* Quoted passage
..............................
Actually, a lot of people who just “use” the Oracle database as a store of information sort-of think this is how an index always works. It efficiently identifies the rows that you want and that is the end of it. If the index is on the value(s) you are looking up rows for (say LAST_NAME, FIRST_NAME, DATE_OF_BIRTH) the index is ideal and that is as good as it gets.

Fig 2 – a more usual, less efficient index range scan

But in reality, the index lookup is often far less efficient than this and is more like fig 2. Working down the index structure to get all of the required index entries is exactly the same, but the rows you want are scattered all over the table. Oracle has to fetch many table blocks to get your data, maybe as many blocks as there records to be found. This is far from efficient.

So what can you do about this? You already have the “perfect” index, on LAST_NAME, FIRST_NAME, DATE_OF_BIRTH, the values you are looking up. Maybe you could add another column to the index to avoid those situations where there are many people with the same name and date of birth. But you may not have that extra information or it is simply not possible to identify the values in the table any more accurately, you really do need all the rows scattered though that table for the given search key.
..............................
* Listed entries
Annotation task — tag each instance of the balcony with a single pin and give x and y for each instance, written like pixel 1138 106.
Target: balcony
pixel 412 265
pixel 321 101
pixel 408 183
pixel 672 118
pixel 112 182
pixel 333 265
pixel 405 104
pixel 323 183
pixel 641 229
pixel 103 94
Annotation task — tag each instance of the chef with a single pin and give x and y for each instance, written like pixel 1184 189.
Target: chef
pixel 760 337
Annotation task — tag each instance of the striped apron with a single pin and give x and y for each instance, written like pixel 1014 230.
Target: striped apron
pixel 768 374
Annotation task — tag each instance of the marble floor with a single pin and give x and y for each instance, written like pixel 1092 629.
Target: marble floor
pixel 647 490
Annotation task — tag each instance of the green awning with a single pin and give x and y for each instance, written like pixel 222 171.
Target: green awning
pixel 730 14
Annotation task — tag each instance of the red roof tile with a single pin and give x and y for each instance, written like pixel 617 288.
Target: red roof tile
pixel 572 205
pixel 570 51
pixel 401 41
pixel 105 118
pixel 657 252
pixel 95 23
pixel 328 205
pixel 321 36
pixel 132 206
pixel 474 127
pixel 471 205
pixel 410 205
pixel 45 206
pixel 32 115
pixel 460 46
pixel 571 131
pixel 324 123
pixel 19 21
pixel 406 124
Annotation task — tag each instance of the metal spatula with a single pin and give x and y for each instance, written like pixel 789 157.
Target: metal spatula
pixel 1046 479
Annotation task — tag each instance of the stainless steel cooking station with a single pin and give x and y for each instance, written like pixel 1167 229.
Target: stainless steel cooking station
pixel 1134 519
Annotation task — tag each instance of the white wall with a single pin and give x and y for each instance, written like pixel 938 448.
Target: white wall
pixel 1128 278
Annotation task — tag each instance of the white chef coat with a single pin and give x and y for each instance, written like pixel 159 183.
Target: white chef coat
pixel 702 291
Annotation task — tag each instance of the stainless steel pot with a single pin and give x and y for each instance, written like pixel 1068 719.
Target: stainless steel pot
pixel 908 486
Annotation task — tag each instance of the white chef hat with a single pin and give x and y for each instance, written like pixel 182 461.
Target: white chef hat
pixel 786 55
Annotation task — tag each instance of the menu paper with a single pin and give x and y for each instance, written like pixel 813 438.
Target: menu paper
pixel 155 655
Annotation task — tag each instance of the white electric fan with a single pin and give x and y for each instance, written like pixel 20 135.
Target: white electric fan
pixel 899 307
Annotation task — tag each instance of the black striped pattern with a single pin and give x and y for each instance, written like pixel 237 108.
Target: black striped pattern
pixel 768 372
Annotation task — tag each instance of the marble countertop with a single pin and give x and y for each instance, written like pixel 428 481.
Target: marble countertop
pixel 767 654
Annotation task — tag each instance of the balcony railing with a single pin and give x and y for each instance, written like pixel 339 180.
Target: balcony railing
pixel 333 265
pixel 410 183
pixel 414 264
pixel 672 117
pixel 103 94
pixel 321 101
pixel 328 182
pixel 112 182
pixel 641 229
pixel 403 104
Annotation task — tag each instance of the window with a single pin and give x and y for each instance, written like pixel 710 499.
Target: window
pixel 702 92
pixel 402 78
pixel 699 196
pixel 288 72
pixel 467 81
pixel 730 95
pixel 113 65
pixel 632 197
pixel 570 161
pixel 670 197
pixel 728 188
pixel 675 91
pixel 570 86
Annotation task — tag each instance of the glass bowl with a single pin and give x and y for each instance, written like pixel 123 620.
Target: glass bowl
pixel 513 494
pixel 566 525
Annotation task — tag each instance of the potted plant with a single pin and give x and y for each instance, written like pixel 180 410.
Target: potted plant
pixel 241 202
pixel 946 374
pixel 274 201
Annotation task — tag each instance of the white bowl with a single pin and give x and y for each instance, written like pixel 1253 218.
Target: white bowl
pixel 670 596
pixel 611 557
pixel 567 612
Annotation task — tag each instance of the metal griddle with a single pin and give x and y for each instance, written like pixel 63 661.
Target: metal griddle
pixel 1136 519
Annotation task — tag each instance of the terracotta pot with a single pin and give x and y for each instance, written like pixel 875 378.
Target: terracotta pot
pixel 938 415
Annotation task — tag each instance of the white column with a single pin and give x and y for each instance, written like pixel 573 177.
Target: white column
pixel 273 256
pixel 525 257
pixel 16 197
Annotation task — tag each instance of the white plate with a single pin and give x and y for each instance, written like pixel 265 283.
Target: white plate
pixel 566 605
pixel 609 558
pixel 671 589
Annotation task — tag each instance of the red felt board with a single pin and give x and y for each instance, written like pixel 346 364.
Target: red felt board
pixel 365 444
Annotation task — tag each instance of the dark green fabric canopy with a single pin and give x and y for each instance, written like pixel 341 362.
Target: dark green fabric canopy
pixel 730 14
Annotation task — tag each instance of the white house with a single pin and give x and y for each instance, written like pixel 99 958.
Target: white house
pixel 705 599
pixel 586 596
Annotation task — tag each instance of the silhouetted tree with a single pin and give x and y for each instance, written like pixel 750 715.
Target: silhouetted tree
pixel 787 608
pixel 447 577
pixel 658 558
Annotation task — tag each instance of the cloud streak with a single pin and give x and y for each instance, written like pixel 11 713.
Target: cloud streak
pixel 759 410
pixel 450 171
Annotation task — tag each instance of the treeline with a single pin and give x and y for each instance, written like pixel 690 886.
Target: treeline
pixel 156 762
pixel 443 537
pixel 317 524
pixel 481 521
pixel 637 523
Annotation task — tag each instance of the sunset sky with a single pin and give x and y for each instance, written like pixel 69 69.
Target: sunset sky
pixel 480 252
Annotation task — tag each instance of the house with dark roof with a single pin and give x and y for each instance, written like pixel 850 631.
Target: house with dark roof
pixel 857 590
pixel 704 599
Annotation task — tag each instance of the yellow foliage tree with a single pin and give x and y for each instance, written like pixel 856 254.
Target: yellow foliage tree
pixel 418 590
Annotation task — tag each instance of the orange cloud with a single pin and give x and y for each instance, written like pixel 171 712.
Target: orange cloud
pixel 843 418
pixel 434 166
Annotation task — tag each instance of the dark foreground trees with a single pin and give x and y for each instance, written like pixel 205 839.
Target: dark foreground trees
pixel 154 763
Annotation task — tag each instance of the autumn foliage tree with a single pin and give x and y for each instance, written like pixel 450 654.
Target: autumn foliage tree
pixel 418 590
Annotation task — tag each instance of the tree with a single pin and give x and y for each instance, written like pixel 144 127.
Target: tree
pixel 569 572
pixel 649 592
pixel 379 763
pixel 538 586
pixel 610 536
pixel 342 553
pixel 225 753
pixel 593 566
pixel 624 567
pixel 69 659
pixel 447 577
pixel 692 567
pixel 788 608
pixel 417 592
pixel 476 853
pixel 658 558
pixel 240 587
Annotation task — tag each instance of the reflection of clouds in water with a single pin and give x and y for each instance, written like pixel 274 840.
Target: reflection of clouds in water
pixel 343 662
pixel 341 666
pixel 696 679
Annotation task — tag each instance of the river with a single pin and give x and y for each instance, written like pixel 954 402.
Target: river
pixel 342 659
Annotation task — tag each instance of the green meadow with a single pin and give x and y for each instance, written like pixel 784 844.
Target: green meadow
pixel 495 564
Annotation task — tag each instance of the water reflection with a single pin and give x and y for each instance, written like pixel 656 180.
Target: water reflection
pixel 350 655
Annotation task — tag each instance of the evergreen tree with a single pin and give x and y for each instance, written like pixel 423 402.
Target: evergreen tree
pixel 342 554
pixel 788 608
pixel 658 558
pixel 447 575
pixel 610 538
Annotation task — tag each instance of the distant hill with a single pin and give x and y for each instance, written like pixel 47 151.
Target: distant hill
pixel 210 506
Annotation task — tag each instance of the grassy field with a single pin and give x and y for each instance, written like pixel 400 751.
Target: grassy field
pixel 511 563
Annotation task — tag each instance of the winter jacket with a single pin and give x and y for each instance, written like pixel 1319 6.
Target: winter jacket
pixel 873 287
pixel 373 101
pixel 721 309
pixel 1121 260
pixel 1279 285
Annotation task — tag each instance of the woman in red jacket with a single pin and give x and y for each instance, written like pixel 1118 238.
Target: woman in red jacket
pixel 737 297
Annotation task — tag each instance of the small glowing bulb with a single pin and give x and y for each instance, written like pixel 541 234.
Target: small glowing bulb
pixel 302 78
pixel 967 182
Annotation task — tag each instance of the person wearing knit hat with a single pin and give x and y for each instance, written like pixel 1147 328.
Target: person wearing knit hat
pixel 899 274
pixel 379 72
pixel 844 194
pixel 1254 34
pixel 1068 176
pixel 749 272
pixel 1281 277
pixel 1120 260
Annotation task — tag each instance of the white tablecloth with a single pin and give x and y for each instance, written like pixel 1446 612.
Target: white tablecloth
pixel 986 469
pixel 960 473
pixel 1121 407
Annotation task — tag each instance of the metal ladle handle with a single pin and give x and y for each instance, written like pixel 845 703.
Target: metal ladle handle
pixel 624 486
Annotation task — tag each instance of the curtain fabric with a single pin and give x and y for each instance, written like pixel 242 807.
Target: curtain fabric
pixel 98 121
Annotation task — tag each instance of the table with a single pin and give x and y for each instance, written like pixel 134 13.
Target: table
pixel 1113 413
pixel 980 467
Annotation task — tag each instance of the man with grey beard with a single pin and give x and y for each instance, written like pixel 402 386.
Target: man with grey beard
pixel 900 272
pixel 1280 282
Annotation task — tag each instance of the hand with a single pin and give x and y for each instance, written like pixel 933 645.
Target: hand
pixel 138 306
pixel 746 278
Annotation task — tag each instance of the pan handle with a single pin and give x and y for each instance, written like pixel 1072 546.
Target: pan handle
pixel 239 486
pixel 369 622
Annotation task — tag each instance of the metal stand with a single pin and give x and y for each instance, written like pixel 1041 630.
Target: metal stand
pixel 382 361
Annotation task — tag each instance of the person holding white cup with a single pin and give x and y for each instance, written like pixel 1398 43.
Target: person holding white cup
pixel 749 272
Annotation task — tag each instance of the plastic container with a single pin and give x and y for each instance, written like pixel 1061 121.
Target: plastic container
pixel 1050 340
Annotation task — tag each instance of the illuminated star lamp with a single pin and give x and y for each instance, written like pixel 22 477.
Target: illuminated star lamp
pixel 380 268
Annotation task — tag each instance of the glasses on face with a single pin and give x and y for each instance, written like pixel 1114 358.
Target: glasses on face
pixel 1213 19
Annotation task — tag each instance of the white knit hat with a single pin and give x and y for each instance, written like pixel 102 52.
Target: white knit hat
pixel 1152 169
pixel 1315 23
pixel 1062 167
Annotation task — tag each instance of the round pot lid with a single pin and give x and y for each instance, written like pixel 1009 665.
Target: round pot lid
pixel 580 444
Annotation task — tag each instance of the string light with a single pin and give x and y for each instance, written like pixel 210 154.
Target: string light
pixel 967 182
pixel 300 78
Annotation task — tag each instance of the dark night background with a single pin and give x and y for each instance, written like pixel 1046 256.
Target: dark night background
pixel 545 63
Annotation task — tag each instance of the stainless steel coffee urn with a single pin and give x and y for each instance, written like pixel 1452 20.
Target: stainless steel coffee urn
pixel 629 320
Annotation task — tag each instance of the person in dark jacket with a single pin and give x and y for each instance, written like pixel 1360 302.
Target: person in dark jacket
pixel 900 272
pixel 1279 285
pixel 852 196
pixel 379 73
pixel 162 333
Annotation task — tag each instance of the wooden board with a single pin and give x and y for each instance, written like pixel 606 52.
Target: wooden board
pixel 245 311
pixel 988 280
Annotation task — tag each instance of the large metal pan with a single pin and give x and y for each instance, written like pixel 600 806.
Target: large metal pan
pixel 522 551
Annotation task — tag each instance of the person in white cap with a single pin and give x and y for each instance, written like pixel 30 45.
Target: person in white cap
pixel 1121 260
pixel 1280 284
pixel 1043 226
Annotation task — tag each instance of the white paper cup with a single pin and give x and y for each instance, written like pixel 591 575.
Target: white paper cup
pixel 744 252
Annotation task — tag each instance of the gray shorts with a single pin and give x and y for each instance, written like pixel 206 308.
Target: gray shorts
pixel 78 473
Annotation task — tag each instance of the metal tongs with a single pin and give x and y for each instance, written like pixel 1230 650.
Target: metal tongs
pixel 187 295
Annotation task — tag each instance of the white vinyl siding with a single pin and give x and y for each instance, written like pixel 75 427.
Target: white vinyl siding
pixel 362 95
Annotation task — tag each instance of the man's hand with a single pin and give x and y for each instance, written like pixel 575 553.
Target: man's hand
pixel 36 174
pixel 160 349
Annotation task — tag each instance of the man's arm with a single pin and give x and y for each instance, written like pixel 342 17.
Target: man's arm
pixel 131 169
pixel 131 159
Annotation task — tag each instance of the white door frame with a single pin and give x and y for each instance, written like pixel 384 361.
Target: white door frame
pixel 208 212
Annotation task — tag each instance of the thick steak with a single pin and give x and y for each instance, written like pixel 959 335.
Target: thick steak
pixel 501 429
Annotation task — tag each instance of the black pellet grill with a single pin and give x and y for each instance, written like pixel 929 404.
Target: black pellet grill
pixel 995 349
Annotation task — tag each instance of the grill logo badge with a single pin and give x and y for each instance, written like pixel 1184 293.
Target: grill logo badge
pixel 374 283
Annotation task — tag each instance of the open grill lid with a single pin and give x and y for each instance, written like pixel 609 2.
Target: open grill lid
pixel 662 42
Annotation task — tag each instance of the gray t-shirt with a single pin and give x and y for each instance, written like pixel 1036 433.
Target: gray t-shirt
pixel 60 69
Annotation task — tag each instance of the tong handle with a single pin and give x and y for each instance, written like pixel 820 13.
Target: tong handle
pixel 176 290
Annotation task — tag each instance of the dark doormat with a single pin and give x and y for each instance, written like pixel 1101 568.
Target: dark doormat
..............................
* Aim
Answer these questions from the Oracle index excerpt:
1. Which three columns does it give as an example of the values an index might be on?
2. In the less efficient index range scan, where are the wanted rows located?
3. What does it suggest adding to the index to avoid cases where many people share the same name and date of birth?
Rely solely on the Oracle index excerpt when responding.

* Full answer
1. LAST_NAME, FIRST_NAME and DATE_OF_BIRTH.
2. They are scattered all over the table.
3. Another column.